Исходный текст:
┌────────
Конечно, все это было театром: Розалия оставалась хорошей актрисой, несмотря на то, что оставила сцену. Ей не раз вызывали «скорую», но в итоге врач говорил, что никакой угрозы для жизни нет.
Мама терпела сколько могла, но в конце концов поставила вопрос ребром. Это было накануне поездки родителей с друзьями в Игналину, в Прибалтику. «Вот вернемся, и надо что-то решать, так дальше жить невозможно», — настаивала она. Мне тогда исполнилось двенадцать лет, а сестре Юльке — четыре.
В Игналине споры продолжились. Чтобы избежать очередного выяснения отношений, папа не раз уезжал на «Волге» куда глаза глядят. Возвращался под утро, мрачный и измученный. Он никак не мог принять решение. С одной стороны, боялся довести свою мать до инфаркта — она же так переживает!
└────────
(Строки набора данных)
┌────────
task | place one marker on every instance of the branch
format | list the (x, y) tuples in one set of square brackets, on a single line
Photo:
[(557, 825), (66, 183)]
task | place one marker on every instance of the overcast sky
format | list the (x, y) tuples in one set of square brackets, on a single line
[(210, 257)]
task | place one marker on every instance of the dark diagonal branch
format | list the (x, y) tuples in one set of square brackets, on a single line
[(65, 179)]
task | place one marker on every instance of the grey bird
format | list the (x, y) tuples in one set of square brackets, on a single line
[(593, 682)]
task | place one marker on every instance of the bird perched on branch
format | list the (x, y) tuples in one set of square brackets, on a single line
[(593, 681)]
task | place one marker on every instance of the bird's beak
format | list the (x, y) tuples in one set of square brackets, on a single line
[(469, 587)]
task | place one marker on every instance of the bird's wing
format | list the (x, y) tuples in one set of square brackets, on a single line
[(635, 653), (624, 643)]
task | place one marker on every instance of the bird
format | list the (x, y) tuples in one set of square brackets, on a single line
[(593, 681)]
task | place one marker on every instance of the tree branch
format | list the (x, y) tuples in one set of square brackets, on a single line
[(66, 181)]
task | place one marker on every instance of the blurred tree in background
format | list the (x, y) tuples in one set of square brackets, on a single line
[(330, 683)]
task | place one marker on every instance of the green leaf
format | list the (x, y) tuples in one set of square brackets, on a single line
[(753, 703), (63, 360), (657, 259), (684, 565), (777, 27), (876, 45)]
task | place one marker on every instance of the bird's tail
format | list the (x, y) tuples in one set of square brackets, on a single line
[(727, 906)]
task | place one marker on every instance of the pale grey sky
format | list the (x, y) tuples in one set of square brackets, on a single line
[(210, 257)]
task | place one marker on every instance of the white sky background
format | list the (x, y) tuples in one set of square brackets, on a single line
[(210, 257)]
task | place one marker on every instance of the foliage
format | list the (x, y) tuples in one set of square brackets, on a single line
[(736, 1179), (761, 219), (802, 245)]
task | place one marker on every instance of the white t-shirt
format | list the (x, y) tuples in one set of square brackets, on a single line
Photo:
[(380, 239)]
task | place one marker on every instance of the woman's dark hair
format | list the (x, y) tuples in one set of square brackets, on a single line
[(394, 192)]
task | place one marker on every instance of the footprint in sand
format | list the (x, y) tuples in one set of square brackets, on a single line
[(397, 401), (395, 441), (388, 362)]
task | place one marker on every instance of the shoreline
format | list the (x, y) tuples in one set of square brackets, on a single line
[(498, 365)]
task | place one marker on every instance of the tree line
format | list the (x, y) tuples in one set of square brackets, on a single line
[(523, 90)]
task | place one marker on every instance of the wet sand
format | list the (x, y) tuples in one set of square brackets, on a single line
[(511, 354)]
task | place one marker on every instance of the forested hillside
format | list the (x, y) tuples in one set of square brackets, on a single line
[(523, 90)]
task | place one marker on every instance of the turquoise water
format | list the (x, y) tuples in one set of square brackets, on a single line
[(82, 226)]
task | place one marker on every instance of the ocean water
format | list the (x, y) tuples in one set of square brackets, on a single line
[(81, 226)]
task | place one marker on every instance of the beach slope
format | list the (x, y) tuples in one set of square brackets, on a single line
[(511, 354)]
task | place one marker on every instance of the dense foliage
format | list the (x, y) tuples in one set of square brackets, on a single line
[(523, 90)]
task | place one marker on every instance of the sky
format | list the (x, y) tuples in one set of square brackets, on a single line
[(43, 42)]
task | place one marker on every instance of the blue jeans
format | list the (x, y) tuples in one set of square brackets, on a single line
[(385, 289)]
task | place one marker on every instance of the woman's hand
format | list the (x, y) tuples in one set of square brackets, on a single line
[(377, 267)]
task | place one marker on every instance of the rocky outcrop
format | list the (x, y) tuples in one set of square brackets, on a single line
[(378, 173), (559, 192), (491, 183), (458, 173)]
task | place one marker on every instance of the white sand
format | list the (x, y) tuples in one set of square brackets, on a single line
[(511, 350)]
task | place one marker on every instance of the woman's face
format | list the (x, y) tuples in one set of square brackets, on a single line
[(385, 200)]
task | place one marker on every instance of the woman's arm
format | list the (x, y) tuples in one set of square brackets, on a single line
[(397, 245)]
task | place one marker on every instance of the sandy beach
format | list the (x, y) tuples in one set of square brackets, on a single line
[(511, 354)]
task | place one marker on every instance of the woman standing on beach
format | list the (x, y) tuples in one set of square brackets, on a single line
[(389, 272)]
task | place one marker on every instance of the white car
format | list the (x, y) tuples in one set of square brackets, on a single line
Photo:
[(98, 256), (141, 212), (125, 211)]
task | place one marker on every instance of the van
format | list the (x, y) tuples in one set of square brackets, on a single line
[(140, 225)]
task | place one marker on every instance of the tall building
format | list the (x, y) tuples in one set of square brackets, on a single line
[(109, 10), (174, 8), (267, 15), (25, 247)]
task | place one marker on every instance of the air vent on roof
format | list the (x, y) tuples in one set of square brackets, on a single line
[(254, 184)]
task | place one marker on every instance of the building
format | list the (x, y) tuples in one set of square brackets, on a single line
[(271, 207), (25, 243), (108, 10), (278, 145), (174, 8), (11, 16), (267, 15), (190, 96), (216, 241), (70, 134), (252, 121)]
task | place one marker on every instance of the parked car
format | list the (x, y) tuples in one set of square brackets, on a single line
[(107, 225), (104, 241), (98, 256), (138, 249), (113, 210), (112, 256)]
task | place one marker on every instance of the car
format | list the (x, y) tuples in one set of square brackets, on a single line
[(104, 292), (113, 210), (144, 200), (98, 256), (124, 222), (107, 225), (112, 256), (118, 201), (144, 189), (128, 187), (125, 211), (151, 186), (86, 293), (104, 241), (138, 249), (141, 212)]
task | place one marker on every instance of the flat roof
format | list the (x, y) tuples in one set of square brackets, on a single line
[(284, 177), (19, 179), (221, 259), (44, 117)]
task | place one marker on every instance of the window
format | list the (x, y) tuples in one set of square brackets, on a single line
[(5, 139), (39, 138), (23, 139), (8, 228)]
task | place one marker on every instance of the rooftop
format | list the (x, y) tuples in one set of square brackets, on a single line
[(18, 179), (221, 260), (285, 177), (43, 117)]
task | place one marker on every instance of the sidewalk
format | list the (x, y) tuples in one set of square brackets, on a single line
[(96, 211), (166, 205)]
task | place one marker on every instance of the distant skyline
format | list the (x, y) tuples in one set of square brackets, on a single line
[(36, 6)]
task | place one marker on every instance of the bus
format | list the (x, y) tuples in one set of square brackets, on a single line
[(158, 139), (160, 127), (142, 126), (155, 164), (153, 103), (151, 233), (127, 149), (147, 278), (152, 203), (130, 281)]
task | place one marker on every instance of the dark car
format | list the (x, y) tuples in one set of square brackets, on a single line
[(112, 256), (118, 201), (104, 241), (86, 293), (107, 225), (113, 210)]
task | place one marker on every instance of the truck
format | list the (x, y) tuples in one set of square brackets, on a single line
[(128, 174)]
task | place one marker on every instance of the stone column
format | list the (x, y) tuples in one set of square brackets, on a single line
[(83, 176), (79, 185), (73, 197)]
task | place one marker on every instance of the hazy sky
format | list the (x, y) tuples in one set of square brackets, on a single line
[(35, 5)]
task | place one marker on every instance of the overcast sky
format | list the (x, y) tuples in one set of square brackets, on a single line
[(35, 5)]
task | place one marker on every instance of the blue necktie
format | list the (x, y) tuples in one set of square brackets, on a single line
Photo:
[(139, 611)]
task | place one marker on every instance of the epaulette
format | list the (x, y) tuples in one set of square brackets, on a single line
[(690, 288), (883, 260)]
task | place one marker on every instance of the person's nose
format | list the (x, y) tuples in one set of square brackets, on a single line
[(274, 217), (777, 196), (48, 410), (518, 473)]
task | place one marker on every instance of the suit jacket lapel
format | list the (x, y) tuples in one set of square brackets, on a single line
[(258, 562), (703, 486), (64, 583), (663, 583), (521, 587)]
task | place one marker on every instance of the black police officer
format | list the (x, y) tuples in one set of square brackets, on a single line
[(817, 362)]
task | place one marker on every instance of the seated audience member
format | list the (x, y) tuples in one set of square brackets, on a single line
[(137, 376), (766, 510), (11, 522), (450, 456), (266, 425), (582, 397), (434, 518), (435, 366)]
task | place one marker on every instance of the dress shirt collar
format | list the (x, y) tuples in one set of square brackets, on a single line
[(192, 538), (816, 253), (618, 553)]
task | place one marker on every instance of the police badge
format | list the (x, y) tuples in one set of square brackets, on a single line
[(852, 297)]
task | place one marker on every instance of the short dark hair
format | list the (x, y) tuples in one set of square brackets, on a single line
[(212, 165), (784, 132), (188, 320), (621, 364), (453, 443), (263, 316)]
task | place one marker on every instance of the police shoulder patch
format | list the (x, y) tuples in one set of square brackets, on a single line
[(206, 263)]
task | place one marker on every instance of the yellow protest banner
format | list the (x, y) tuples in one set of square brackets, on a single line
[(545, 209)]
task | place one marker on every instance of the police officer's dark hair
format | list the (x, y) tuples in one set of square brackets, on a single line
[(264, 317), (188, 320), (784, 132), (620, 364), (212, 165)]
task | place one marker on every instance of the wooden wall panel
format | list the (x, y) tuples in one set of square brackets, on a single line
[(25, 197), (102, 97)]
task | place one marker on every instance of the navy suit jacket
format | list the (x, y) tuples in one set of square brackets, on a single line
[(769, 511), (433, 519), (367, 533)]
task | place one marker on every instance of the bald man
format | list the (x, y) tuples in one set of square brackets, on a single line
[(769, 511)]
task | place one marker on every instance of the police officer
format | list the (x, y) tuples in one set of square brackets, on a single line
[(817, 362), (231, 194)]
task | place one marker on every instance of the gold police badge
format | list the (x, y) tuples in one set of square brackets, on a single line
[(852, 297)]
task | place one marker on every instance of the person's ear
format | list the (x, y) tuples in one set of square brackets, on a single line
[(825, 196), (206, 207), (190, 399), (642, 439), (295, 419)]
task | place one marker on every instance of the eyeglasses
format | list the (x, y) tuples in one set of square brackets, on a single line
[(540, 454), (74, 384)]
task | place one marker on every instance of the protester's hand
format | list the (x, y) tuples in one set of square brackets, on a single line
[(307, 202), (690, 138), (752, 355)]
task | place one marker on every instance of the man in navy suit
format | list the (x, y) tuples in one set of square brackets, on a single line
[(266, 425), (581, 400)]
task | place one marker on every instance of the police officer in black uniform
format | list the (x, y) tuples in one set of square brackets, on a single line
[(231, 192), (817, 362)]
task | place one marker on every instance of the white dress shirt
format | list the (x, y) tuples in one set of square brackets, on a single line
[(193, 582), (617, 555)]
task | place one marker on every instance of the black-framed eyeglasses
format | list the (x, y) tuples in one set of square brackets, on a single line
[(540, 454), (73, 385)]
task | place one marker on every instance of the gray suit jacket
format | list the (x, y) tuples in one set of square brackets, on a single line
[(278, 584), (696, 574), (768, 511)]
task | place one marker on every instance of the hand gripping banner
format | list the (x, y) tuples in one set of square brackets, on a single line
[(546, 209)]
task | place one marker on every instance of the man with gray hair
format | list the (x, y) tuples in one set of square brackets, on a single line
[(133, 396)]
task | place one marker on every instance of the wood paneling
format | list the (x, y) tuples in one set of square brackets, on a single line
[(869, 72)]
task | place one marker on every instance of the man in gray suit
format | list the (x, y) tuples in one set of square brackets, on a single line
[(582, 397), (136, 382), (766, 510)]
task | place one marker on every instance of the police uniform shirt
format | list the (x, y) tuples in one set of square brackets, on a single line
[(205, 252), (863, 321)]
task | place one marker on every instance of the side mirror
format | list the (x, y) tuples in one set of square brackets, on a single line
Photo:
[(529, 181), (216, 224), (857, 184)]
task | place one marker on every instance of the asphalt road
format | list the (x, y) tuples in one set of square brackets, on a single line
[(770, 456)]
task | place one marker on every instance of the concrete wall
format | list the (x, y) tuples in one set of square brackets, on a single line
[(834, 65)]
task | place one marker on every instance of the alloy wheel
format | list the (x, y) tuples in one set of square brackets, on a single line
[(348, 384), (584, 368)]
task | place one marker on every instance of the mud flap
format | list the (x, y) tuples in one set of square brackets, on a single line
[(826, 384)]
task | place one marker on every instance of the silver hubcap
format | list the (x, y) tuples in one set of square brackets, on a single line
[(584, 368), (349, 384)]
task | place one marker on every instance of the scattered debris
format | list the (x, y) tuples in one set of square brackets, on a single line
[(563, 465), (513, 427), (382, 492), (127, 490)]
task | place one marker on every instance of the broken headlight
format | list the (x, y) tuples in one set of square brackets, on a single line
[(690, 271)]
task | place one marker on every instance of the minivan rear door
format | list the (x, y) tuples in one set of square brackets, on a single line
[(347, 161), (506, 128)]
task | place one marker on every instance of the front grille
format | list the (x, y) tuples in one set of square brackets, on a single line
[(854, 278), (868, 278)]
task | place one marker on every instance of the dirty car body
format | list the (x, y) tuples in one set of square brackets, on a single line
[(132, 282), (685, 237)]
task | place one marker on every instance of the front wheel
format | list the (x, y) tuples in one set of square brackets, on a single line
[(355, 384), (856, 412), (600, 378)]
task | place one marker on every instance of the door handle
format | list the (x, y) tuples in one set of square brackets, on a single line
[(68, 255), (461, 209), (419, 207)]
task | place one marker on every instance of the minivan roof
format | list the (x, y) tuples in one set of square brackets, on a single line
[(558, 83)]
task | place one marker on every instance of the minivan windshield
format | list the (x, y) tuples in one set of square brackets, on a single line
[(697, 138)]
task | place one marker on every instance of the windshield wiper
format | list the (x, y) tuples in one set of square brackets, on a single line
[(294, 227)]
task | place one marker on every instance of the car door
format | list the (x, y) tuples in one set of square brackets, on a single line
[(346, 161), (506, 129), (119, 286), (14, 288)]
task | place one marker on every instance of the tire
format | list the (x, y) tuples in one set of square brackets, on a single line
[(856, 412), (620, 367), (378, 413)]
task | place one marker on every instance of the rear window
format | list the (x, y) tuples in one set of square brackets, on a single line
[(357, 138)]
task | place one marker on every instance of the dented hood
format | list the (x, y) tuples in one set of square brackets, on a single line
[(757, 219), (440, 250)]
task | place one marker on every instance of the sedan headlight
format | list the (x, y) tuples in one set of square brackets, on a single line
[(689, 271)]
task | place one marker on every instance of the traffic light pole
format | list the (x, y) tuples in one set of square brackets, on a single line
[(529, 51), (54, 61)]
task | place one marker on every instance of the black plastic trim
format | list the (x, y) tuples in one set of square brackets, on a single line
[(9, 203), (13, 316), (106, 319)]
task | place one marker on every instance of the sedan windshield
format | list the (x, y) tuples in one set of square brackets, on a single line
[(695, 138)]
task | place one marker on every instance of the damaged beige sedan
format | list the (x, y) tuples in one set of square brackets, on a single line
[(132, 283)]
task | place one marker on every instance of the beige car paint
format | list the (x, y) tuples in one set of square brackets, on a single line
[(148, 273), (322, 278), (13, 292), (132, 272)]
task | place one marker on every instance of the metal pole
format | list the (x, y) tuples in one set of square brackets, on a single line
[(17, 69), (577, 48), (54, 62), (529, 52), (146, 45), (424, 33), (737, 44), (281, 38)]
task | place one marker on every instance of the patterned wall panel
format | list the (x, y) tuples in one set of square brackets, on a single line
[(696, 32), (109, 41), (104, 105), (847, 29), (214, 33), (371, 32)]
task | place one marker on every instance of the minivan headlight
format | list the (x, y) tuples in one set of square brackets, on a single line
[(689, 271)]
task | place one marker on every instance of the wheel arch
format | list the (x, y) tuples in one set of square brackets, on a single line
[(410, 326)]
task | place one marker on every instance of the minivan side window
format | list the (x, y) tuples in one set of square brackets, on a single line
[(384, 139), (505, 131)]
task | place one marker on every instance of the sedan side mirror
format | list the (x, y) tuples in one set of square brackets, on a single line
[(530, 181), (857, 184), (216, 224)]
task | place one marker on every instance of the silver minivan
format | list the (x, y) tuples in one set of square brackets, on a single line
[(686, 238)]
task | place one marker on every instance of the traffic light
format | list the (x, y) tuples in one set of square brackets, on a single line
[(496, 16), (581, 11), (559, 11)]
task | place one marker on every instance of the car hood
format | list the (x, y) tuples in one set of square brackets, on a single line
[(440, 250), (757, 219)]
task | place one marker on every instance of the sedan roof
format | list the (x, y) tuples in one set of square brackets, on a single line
└────────
Задание:
Согласуются ли с исходным текстом утверждения ниже? На каждое ответьте «да» или «нет» и точно процитируйте решающие слова текста.
(а) Рассказчику было двенадцать лет, когда родители собирались в Игналину.
(б) Врач, которого вызывали к Розалии, находил угрозу для жизни.
(в) Папа уезжал на «Волге» и возвращался к обеду.

Ответ:
(а) Да: «Мне тогда исполнилось двенадцать лет».
(б) Нет: «никакой угрозы для жизни нет».
(в) Нет: «Возвращался под утро».